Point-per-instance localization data

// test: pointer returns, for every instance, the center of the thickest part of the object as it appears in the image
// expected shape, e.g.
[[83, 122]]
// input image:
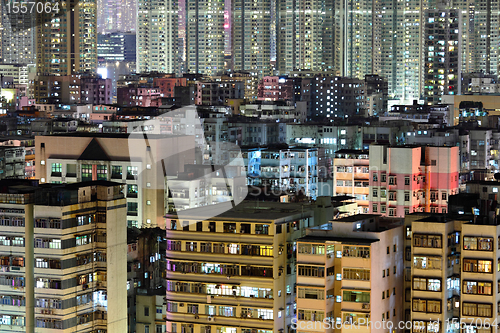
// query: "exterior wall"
[[268, 292], [409, 185], [67, 151], [382, 258], [452, 248], [61, 275], [293, 169], [351, 177]]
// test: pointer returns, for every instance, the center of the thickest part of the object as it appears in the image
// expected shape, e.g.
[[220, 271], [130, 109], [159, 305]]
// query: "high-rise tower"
[[18, 38], [157, 36], [251, 36], [205, 36], [67, 44]]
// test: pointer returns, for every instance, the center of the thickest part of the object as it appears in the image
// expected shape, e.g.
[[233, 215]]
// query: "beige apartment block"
[[79, 157], [235, 273], [350, 276], [451, 273], [78, 253]]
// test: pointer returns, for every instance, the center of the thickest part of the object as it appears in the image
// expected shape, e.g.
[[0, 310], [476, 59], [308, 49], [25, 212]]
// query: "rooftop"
[[343, 240], [246, 211]]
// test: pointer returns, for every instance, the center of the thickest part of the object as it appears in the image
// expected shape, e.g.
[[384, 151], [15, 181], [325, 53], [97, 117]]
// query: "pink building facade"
[[273, 88], [167, 85], [404, 180]]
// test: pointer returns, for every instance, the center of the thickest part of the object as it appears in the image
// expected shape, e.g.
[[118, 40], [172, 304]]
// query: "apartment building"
[[81, 157], [277, 111], [350, 271], [74, 272], [283, 168], [234, 273], [351, 176], [200, 186], [450, 263], [410, 179], [248, 131]]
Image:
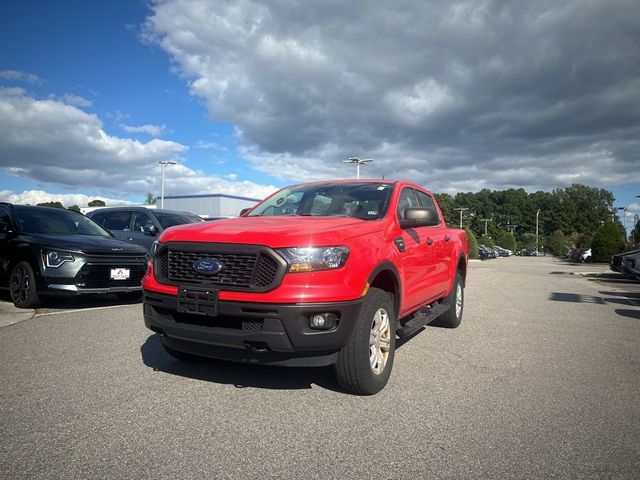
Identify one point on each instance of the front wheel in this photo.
(364, 363)
(22, 286)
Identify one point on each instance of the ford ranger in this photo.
(317, 274)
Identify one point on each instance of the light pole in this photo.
(163, 163)
(462, 209)
(537, 216)
(486, 221)
(624, 222)
(358, 162)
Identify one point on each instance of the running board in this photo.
(420, 319)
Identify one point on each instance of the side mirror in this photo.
(419, 217)
(5, 227)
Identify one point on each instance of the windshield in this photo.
(364, 200)
(56, 221)
(172, 219)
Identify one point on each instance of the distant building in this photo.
(211, 205)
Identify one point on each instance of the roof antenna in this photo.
(358, 161)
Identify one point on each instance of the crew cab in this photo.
(317, 274)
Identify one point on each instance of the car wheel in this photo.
(22, 286)
(452, 317)
(364, 363)
(183, 356)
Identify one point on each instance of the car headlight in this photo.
(311, 259)
(55, 258)
(155, 246)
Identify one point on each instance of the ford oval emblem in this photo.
(207, 266)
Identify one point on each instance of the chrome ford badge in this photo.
(207, 266)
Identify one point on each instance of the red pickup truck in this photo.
(322, 273)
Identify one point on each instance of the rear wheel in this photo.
(364, 363)
(455, 300)
(22, 286)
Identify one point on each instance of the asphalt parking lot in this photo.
(541, 380)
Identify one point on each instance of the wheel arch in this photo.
(386, 277)
(461, 268)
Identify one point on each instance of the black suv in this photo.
(45, 251)
(140, 225)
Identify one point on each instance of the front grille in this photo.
(93, 275)
(244, 267)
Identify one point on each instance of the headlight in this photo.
(55, 258)
(155, 246)
(311, 259)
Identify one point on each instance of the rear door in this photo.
(117, 222)
(418, 259)
(144, 229)
(6, 231)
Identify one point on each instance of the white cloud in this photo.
(452, 94)
(76, 100)
(34, 197)
(55, 143)
(153, 130)
(17, 75)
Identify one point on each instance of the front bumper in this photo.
(92, 275)
(276, 334)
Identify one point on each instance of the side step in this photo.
(420, 319)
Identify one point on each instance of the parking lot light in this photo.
(163, 163)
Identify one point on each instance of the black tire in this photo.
(182, 356)
(364, 368)
(22, 286)
(452, 317)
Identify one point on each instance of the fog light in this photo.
(323, 321)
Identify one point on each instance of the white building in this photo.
(209, 205)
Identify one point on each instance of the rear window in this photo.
(56, 221)
(172, 219)
(364, 200)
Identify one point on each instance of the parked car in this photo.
(503, 252)
(486, 253)
(585, 255)
(48, 251)
(318, 274)
(627, 263)
(631, 264)
(139, 224)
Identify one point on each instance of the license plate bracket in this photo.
(198, 301)
(120, 273)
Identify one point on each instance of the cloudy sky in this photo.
(248, 96)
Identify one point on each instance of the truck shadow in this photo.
(237, 374)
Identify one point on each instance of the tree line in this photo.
(567, 217)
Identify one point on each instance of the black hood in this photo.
(88, 244)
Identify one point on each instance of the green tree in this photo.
(487, 241)
(51, 204)
(607, 241)
(557, 243)
(635, 233)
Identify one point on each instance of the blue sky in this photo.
(250, 96)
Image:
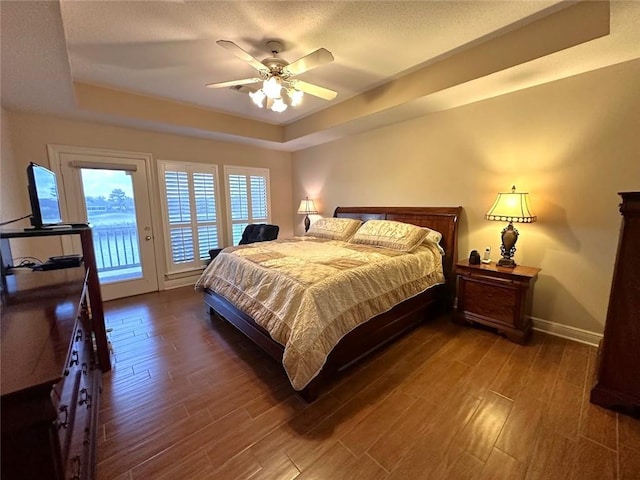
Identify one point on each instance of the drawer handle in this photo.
(65, 423)
(74, 359)
(78, 462)
(85, 398)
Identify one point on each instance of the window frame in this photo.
(190, 168)
(248, 172)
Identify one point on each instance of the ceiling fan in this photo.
(279, 88)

● **What is expected**: Pictures are not part of the copy. Return every record exactly.

● **Answer box**:
// test: pointer returns, for every instance, the center of the thickest part of the object as it appears in the image
// expected shape, e.g.
[[83, 122]]
// input image:
// query: "exterior wall"
[[268, 292], [409, 185], [67, 151], [382, 258], [452, 248], [61, 275], [293, 169], [351, 177]]
// test: pointer returns, for every instance, the center of the thickest part of the object as it appears in the image
// expected shape, e.g.
[[220, 271], [130, 109], [159, 305]]
// query: "high-rise tower"
[[18, 38], [157, 36], [251, 36], [205, 36], [67, 44]]
// test: pointer returns, for every instance, the center of the thickest part of the object as it appears in the image
// expected shape, e.g.
[[233, 215]]
// query: "beige apartment block"
[[79, 157], [235, 273], [350, 276], [451, 273], [78, 253]]
// test: pointer returns, for every instance, the center of the thickest part of the object as it appears in the image
// expected shape, e.g.
[[0, 310], [476, 59], [308, 49], [25, 212]]
// query: "rooftop"
[[343, 240], [246, 211]]
// test: pointer returns, for every instance, the center of the thickest part of the object as it appears in the image
// expected shape, e.g.
[[384, 151], [15, 181], [325, 53], [97, 117]]
// query: "pink building facade"
[[273, 88], [167, 85], [404, 180]]
// test: pointer returns, for every instance, the center of the thickest part of the object as it appears in the image
// expected shape, e.g.
[[118, 40], [172, 304]]
// query: "apartment building"
[[81, 157], [277, 111], [350, 271], [74, 272], [283, 168], [234, 273], [351, 176], [200, 186], [450, 263], [410, 179], [248, 131]]
Image:
Identify one point on each instance of the front wheel in this photo.
(364, 363)
(22, 286)
Identify one point on each instance of the ford ranger in this photo.
(317, 274)
Identify one point on each instance of the light pole in this photo.
(163, 163)
(462, 209)
(537, 216)
(486, 221)
(624, 222)
(358, 162)
Identify one point on each instance of the running board in this photo.
(420, 319)
Identify one point on each instance of the side mirror in this photo.
(419, 217)
(5, 227)
Identify one point on each instance of the windshield in this photo.
(364, 200)
(56, 221)
(172, 219)
Identify one point on each instance of the distant building in this photo.
(211, 205)
Identify one point on each instance of the roof antenna in this photo.
(358, 161)
Identify one point on each instance of the crew cab in this photo.
(317, 274)
Identify one point on each instance of the car wheel in this photo.
(22, 286)
(452, 317)
(364, 363)
(183, 356)
Identify one point on each instance of the car headlight in this photo.
(311, 259)
(55, 258)
(155, 246)
Identify one point on each instance of the ford oval emblem in this photo.
(207, 266)
Identify one point on each instance of the chrome ford badge in this photo.
(207, 266)
Identify one point on each instance of the red pickup truck in this photo.
(322, 273)
Identify one point on each instance of the rear wheel in this photo.
(364, 363)
(455, 300)
(22, 286)
Identify one point on each instance of the asphalt parking lot in this photo.
(541, 380)
Identify one point on each instance of the wheel arch in this photo.
(386, 277)
(461, 268)
Identify one point on each instance of the black suv in this photo.
(45, 251)
(140, 225)
Identify one point on each instance of the front grille in this photo.
(93, 275)
(244, 267)
Identify one point on each instance of the headlight in this photo.
(55, 258)
(155, 246)
(311, 259)
Identify one point on each instance of the rear door in this photo.
(117, 222)
(418, 259)
(144, 229)
(6, 231)
Identify one point on each instance of the white cloud in this photo.
(452, 94)
(76, 100)
(34, 197)
(55, 143)
(153, 130)
(17, 75)
Identify one point on each instance of the front bumper in this photo.
(92, 275)
(276, 334)
Identify one point on each instance of the side step in this photo.
(420, 319)
Identify one point on each instance of the parking lot light in this photo.
(163, 163)
Identify one point on each instance of the black tire in this photo.
(182, 356)
(364, 368)
(22, 286)
(452, 317)
Identify one point on each instance of the fog light in this photo.
(323, 321)
Identify one point on each instance of the white building in this photo.
(209, 205)
Identify one point on each instance of the rear window in this photo.
(56, 221)
(172, 219)
(364, 200)
Identify one point on each instance of the parked car in this photo.
(503, 252)
(486, 253)
(585, 255)
(48, 251)
(318, 274)
(627, 263)
(631, 264)
(139, 224)
Identify one point on each instance of the license plate bracket in this photo.
(198, 301)
(120, 273)
Identify one point on each instance of the cloudy sky in this photo.
(248, 96)
Identify one point on each instance of the truck shadow in this photo.
(237, 374)
Identify one point on each instance of the tree line in this photo.
(567, 217)
Identify one point on each instance of the black hood in this photo.
(88, 244)
Identify one point on each instance of the green tree in this photo.
(487, 241)
(51, 204)
(607, 241)
(557, 243)
(635, 233)
Identify one point on each instance of the blue sky in this photo.
(250, 96)
Image:
Identify one point on each instance of the drawer handle in this photo.
(65, 423)
(74, 359)
(78, 462)
(85, 398)
Identify one point on each instance of the window frame in this photo.
(190, 168)
(248, 172)
Identify one point on each instance of the ceiling fan in this photo.
(279, 88)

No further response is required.